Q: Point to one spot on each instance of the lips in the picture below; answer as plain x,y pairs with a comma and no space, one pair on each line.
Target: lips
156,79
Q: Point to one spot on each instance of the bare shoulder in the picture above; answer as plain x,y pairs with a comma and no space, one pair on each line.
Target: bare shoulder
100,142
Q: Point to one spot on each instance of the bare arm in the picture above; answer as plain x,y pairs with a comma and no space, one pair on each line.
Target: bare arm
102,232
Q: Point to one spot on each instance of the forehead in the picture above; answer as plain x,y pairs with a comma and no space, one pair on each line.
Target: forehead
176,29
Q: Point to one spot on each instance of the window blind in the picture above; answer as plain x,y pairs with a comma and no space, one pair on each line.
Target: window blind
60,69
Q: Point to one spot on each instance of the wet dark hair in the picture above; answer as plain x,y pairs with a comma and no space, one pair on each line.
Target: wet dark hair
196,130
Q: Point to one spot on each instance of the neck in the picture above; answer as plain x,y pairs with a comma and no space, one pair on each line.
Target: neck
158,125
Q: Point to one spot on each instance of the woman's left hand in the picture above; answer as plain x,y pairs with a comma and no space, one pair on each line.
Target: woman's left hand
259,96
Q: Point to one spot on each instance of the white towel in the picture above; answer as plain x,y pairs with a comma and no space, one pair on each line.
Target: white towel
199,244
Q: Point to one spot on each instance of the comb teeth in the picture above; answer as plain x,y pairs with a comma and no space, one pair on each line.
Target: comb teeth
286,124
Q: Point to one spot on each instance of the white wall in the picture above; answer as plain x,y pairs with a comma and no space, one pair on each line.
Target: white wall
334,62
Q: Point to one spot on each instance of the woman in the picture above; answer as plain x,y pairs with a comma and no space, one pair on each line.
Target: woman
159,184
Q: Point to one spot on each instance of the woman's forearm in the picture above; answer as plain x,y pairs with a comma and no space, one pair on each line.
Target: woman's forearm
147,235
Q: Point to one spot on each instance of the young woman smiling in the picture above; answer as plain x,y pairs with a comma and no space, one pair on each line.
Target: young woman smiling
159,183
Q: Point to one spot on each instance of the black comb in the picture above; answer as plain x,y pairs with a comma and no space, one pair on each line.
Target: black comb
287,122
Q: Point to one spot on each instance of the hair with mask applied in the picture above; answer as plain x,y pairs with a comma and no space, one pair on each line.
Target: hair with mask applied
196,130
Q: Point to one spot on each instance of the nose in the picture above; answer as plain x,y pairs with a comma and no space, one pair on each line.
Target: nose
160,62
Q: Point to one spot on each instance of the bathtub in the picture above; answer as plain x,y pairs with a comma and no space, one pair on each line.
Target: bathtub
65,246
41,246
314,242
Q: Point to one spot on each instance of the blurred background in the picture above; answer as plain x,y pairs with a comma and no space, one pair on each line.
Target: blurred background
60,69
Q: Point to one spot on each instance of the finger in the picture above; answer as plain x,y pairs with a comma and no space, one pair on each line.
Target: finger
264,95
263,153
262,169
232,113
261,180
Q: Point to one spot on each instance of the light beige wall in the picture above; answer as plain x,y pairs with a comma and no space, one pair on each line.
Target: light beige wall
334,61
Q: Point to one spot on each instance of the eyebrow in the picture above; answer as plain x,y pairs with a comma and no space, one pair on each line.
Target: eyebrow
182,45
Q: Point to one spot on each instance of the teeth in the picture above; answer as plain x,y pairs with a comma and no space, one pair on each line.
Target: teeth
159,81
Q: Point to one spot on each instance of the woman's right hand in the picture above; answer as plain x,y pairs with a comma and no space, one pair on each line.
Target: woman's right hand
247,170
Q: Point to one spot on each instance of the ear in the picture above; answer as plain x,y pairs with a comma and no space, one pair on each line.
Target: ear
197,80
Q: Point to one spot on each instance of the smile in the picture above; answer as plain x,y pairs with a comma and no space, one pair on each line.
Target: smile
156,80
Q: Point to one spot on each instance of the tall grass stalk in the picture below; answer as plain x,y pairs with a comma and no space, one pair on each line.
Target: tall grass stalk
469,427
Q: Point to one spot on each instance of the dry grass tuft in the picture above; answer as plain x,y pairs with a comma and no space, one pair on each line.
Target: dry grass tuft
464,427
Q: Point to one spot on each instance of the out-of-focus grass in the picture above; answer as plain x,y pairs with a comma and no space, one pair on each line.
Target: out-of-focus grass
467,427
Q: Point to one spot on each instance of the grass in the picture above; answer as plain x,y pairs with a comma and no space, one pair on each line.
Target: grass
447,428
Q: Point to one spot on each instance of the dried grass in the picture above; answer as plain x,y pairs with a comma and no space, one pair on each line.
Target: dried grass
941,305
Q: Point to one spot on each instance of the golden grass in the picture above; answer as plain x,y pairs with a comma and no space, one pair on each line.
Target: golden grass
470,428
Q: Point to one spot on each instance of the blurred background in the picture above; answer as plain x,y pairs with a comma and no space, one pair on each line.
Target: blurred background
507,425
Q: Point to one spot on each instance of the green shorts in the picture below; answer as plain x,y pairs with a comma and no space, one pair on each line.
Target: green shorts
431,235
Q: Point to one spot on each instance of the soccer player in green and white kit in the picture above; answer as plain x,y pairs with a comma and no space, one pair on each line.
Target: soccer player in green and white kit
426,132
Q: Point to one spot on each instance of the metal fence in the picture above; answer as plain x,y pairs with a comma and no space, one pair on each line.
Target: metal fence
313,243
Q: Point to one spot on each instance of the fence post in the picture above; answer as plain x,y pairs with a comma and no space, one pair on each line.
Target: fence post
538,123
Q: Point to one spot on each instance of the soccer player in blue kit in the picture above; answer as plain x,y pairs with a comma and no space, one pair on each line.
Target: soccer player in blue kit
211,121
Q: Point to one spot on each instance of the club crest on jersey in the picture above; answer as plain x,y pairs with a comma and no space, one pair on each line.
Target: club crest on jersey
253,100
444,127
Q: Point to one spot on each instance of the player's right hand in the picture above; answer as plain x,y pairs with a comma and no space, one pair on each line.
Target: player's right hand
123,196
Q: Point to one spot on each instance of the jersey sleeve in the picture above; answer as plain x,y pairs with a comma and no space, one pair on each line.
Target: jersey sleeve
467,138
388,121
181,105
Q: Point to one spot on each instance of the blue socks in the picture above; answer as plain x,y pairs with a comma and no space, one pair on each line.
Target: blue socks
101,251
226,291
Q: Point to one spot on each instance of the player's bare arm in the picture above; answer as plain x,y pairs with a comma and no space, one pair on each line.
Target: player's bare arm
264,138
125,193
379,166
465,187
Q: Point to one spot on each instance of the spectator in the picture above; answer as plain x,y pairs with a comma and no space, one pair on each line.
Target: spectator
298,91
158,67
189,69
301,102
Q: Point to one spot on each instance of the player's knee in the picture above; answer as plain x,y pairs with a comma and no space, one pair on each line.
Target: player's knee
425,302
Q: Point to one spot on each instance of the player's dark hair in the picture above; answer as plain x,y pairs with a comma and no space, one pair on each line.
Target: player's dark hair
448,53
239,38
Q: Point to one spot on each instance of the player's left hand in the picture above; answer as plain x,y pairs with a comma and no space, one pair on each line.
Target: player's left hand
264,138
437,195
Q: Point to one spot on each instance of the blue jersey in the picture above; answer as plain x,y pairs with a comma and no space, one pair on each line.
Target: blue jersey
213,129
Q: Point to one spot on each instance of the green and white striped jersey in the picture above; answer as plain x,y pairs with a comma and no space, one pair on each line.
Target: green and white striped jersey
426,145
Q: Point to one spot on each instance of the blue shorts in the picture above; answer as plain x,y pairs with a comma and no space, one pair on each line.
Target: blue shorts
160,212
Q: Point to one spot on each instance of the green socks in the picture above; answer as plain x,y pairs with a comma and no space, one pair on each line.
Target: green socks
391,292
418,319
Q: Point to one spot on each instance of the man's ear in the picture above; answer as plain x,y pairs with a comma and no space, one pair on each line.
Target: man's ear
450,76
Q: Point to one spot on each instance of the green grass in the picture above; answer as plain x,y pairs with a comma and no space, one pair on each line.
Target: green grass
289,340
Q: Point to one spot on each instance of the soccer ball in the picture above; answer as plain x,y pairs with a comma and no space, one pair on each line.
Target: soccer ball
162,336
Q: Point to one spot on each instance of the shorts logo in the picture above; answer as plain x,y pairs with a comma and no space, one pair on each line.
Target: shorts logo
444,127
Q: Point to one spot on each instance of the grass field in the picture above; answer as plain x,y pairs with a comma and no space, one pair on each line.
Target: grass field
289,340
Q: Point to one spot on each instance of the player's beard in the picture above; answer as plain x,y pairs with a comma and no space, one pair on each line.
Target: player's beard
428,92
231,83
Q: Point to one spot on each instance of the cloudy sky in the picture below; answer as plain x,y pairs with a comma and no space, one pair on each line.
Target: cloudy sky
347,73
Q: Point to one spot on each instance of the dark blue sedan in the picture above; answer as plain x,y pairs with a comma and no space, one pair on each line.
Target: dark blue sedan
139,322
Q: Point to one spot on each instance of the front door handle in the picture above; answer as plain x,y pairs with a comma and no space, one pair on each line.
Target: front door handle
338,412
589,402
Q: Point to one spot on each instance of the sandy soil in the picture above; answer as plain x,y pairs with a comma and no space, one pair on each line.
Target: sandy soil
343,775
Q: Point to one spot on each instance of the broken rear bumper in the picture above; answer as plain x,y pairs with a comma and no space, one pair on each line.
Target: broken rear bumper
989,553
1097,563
========
Reproduce the records from the line containing "Q: Point to one spot on each instance of the dark" through the end of the records, requests included, scaling every coordinate in the answers by 0.5 and rounding each result to a whole number, with halves rounded up. Return only those lines.

Q: Point to one spot on each instance of the dark blue sedan in the picture above; answer as plain x,y pairs with a comma and no space, one pair on each line.
Target: dark blue sedan
70,161
Q: Point to one spot on each instance of the front door handle in the picture above; answer as plain x,y pairs with a comma and no space, one pair on each line.
Target: front door handle
169,206
295,201
Q: Point to one spot on each instance of the sandy soil in the picture above; answer as plain x,y pairs with a comma and no space, one pair on each line.
Target: sandy soil
172,388
Q: Point to one spot on each instance of the broken rear bumper in the picture above; answer as plain x,y pairs with a comma and no space, one pair on each line.
Target: broken rear bumper
495,277
549,282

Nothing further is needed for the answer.